## Exercise goal
Gather every line of the records below that contains the word "purple", and copy each such line in full. Case counts.

## Data supplied
◆ ◆ ◆ ◆ ◆ ◆ ◆

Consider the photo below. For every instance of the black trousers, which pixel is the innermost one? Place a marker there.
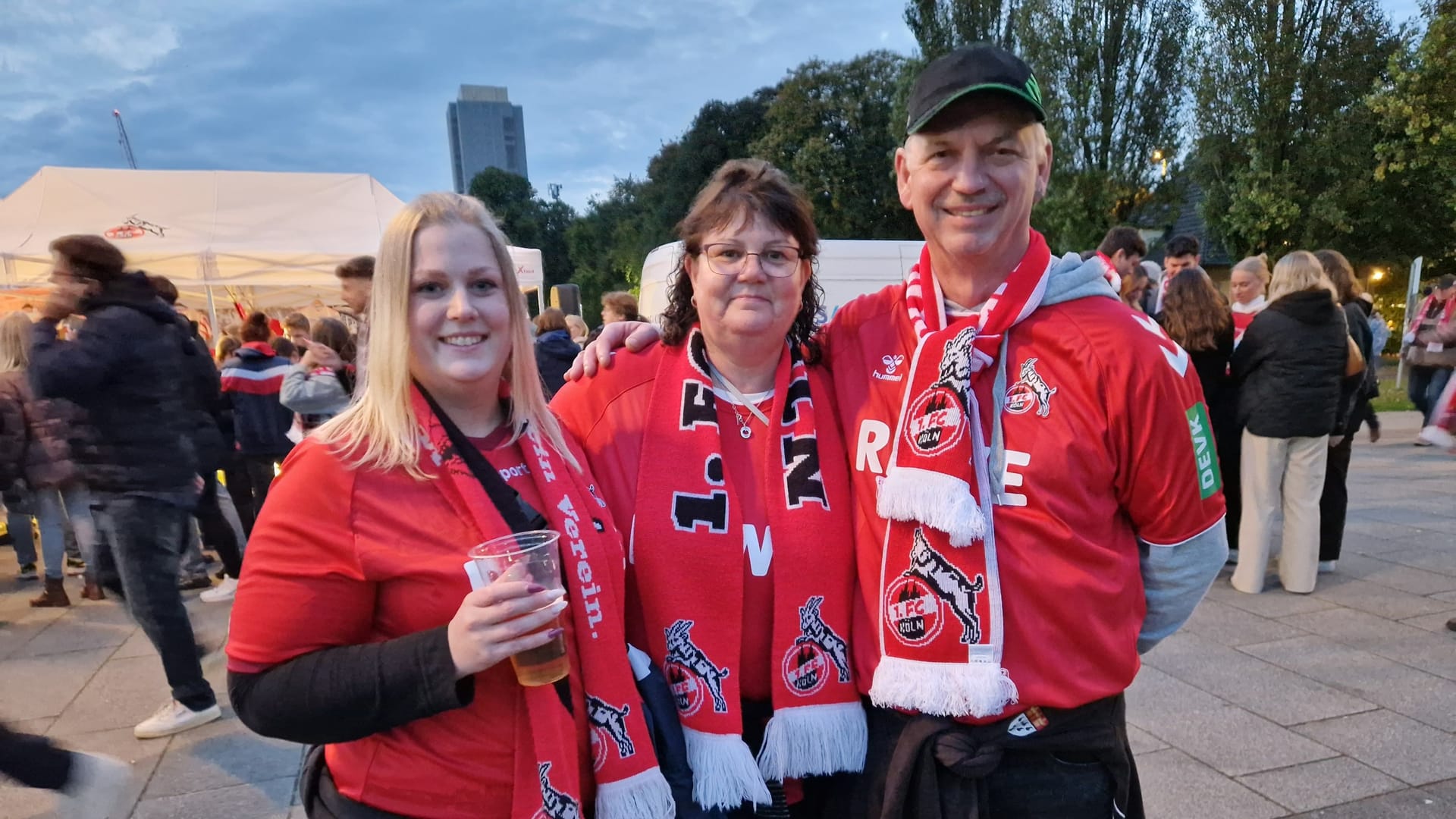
(34, 761)
(1334, 500)
(216, 532)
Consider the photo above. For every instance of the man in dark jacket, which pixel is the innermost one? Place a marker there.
(126, 369)
(206, 406)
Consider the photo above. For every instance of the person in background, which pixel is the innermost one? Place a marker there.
(1247, 286)
(126, 371)
(356, 284)
(1288, 369)
(617, 306)
(1122, 251)
(579, 328)
(319, 387)
(1430, 349)
(1335, 496)
(555, 350)
(36, 447)
(1197, 316)
(206, 404)
(88, 786)
(296, 328)
(1181, 254)
(357, 630)
(253, 381)
(1379, 337)
(1134, 286)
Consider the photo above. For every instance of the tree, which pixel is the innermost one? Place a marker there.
(1286, 142)
(1417, 117)
(832, 130)
(943, 25)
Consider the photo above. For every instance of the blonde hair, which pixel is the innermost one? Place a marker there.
(379, 430)
(15, 343)
(1258, 265)
(1296, 273)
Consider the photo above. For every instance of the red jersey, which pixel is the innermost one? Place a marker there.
(346, 557)
(1107, 442)
(607, 414)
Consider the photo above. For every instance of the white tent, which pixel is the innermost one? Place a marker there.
(267, 238)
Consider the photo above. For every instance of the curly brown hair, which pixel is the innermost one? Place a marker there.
(1194, 312)
(743, 190)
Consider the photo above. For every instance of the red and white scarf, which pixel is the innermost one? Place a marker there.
(629, 783)
(940, 611)
(688, 554)
(1426, 309)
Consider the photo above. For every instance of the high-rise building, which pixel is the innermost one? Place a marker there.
(485, 131)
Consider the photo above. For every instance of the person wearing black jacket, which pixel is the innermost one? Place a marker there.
(1335, 497)
(206, 406)
(126, 369)
(1197, 316)
(1288, 368)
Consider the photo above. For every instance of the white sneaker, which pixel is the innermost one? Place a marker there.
(95, 789)
(175, 717)
(221, 592)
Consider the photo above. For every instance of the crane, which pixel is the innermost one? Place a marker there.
(123, 140)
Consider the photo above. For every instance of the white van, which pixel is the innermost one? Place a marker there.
(848, 268)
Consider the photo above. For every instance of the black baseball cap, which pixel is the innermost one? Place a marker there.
(967, 71)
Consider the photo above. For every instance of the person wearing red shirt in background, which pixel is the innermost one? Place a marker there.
(356, 627)
(1050, 503)
(723, 449)
(1247, 286)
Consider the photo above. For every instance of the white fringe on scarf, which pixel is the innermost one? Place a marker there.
(808, 741)
(976, 689)
(724, 771)
(935, 499)
(641, 796)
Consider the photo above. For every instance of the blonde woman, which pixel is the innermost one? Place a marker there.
(356, 627)
(36, 447)
(1288, 368)
(1247, 286)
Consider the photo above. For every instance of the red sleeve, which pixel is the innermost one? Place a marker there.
(1166, 461)
(305, 588)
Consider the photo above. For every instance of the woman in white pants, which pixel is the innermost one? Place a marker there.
(1288, 369)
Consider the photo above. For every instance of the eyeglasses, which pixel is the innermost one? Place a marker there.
(727, 259)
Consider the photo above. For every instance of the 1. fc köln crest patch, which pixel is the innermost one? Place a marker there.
(1030, 392)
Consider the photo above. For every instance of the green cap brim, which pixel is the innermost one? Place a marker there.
(1003, 88)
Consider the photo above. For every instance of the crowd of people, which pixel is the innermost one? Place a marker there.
(802, 570)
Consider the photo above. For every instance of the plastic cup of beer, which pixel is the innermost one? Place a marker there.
(532, 557)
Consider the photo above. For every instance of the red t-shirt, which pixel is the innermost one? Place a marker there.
(607, 414)
(1104, 460)
(346, 557)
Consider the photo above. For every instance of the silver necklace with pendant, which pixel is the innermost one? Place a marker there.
(745, 431)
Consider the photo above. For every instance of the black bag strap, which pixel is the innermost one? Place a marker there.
(519, 515)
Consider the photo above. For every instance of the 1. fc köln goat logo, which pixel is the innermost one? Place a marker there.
(918, 601)
(1030, 391)
(609, 725)
(816, 654)
(691, 673)
(555, 805)
(938, 414)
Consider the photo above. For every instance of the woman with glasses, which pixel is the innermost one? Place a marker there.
(720, 452)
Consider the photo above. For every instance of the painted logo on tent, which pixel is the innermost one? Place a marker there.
(134, 229)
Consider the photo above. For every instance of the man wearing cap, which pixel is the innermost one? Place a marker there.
(1037, 496)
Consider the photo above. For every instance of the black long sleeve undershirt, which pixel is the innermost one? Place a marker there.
(351, 691)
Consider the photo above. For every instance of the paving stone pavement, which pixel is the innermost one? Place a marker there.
(1338, 704)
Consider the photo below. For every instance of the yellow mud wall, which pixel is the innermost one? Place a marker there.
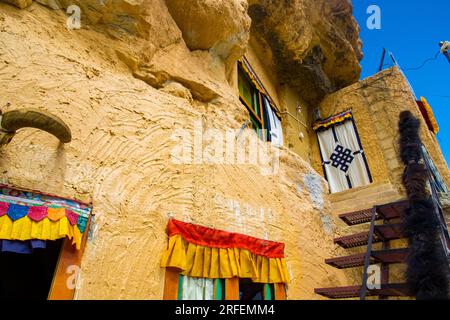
(124, 123)
(376, 103)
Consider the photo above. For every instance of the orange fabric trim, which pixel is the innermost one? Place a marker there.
(213, 238)
(56, 214)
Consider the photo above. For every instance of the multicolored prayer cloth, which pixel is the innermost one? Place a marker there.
(31, 215)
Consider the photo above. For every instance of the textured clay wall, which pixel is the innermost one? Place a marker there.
(124, 97)
(376, 103)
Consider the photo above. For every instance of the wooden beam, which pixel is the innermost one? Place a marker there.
(171, 284)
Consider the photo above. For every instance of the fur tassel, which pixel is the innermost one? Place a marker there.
(428, 269)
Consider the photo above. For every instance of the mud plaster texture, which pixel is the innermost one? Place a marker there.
(112, 82)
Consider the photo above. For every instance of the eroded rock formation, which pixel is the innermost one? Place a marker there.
(315, 43)
(124, 83)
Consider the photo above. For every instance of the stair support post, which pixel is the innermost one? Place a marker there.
(363, 293)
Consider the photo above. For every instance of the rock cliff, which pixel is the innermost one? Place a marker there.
(136, 73)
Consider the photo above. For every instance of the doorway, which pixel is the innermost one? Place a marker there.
(29, 276)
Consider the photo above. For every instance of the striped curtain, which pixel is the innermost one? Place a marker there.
(343, 157)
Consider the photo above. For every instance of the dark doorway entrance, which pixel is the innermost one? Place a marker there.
(29, 276)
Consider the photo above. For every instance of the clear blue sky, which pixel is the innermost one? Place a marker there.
(411, 30)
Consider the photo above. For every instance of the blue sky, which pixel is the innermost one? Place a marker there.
(411, 30)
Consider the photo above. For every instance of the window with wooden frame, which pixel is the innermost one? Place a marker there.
(222, 289)
(249, 268)
(46, 235)
(264, 115)
(251, 98)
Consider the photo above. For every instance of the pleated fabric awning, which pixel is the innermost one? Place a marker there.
(30, 215)
(209, 253)
(428, 115)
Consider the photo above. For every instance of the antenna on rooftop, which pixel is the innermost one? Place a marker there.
(445, 49)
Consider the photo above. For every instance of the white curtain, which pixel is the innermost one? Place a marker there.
(274, 126)
(197, 288)
(343, 157)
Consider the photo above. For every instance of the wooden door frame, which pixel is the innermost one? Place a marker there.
(69, 257)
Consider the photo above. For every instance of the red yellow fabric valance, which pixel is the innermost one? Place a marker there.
(30, 215)
(209, 253)
(339, 118)
(428, 115)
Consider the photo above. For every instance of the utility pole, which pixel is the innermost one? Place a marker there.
(445, 49)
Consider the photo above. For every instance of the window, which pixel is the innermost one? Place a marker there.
(344, 161)
(249, 290)
(200, 264)
(180, 287)
(264, 116)
(251, 98)
(200, 288)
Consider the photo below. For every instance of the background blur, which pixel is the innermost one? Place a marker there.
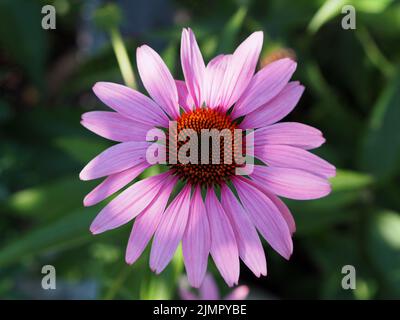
(352, 82)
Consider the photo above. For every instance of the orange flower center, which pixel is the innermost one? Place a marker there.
(214, 166)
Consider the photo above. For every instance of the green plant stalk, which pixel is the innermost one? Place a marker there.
(122, 57)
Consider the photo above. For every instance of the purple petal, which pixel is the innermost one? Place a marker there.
(115, 159)
(113, 183)
(276, 109)
(209, 289)
(147, 222)
(289, 133)
(130, 103)
(292, 157)
(113, 126)
(224, 249)
(240, 69)
(249, 244)
(196, 241)
(265, 85)
(193, 66)
(170, 231)
(239, 293)
(157, 80)
(291, 183)
(185, 100)
(128, 204)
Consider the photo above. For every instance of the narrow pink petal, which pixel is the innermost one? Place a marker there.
(196, 240)
(239, 293)
(292, 157)
(193, 66)
(265, 85)
(113, 126)
(292, 183)
(289, 133)
(147, 222)
(115, 159)
(249, 244)
(130, 103)
(209, 289)
(214, 79)
(283, 209)
(224, 249)
(113, 183)
(157, 80)
(265, 215)
(276, 109)
(185, 100)
(170, 231)
(128, 204)
(240, 69)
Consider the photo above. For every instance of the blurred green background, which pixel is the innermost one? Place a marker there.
(352, 80)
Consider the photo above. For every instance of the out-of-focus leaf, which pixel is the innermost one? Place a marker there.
(313, 216)
(383, 248)
(380, 154)
(327, 11)
(22, 36)
(331, 8)
(107, 17)
(48, 201)
(63, 233)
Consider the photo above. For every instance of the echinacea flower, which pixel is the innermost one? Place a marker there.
(209, 291)
(224, 94)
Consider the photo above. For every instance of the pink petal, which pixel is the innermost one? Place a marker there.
(128, 204)
(113, 183)
(157, 80)
(265, 85)
(291, 183)
(283, 209)
(239, 293)
(209, 289)
(224, 249)
(249, 244)
(147, 222)
(289, 133)
(240, 69)
(266, 217)
(193, 66)
(170, 231)
(196, 241)
(113, 126)
(130, 103)
(185, 100)
(276, 109)
(115, 159)
(292, 157)
(214, 80)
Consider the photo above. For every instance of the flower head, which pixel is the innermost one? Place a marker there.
(223, 97)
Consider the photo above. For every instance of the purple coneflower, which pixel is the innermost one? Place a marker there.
(209, 291)
(224, 94)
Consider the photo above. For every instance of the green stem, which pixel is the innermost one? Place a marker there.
(122, 57)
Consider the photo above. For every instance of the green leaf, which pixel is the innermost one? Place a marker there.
(383, 248)
(231, 30)
(380, 154)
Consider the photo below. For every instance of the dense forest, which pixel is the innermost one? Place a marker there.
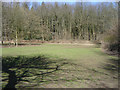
(59, 21)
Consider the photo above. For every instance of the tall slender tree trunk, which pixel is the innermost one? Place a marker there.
(16, 41)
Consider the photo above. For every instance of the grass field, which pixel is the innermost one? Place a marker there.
(59, 66)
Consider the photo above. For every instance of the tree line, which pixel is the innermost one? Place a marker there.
(45, 22)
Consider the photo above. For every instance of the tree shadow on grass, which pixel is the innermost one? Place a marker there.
(21, 67)
(112, 64)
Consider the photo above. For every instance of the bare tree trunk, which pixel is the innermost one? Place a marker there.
(16, 41)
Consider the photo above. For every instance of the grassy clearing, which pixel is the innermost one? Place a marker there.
(57, 65)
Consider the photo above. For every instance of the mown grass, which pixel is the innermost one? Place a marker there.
(71, 66)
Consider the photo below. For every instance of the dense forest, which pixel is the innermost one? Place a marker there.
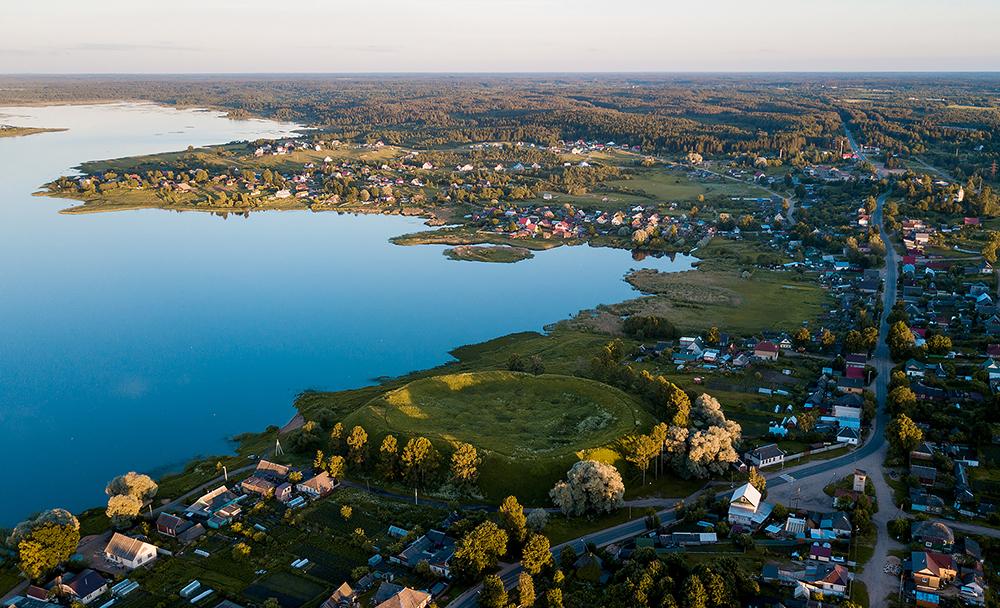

◆ ◆ ◆ ◆ ◆ ◆ ◆

## Result
Consider the photo above. For every instance of the purple petal, which pixel is the innermost one? Place a marker there.
Consider the photo above. For every instance of the purple coneflower, which pixel is the innermost one? Place a marker there.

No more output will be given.